(Labeled-object pointing entries)
* * * * * * *
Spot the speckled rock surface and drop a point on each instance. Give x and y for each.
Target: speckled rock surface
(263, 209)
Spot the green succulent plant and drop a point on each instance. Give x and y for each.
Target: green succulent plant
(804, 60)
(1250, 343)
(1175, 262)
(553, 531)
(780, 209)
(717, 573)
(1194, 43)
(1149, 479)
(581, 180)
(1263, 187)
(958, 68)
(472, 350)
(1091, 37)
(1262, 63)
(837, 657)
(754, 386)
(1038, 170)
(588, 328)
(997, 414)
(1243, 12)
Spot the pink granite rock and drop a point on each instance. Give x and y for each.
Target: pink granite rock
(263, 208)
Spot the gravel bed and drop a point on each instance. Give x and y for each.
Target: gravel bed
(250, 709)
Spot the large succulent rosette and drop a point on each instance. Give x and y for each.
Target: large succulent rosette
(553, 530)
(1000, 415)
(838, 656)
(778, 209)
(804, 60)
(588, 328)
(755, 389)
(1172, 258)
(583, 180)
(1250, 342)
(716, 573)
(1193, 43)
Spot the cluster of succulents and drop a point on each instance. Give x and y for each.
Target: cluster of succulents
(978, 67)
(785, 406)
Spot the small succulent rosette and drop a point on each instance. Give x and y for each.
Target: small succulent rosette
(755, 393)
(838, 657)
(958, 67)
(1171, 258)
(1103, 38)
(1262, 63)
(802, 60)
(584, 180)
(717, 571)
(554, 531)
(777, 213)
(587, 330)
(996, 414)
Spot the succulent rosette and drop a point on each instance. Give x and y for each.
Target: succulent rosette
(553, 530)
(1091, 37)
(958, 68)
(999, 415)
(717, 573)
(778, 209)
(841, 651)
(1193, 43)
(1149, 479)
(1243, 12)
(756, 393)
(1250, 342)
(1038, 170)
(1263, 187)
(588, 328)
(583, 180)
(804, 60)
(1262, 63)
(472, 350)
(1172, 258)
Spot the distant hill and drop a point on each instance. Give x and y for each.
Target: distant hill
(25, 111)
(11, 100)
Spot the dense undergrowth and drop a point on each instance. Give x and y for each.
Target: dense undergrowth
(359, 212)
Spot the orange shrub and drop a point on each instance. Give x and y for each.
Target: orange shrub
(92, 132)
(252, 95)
* * * * * * *
Aim of the exercise. Rewrite the stretch from the line containing "Spot the small" through the end of the records, requests included. Multiply every x and y coordinate in the answers by 2.1 and round each to a whole number, rounding halves up.

Expected output.
Spot the small succulent rosette and drop a point on each instance. Give x and y for each.
Target: small succulent rosette
(1586, 825)
(1760, 1380)
(2012, 141)
(2459, 542)
(2316, 80)
(2650, 132)
(1684, 126)
(1226, 378)
(1506, 1199)
(1163, 1115)
(1632, 447)
(1233, 693)
(2092, 869)
Spot the succulent rosette and drop a point on each instance. Give x and y for each.
Target: succulent rosette
(1161, 1113)
(2291, 78)
(2012, 143)
(2098, 872)
(1506, 1203)
(1634, 439)
(1766, 1367)
(2505, 90)
(2413, 1006)
(2610, 25)
(1588, 825)
(2625, 718)
(2180, 357)
(2652, 393)
(1235, 689)
(1224, 378)
(1688, 126)
(2650, 132)
(991, 735)
(2461, 542)
Spot the distant hill and drop a point on each instance. Give x and y for each.
Target: distant hill
(53, 233)
(23, 210)
Spot the dense undergrowth and drop a point on each instance. Give x and y for each.
Target: dense undergrowth
(754, 445)
Spot the orange shrub and drop a point on each instance. Give x and y for each.
Target: orange shrub
(193, 277)
(529, 200)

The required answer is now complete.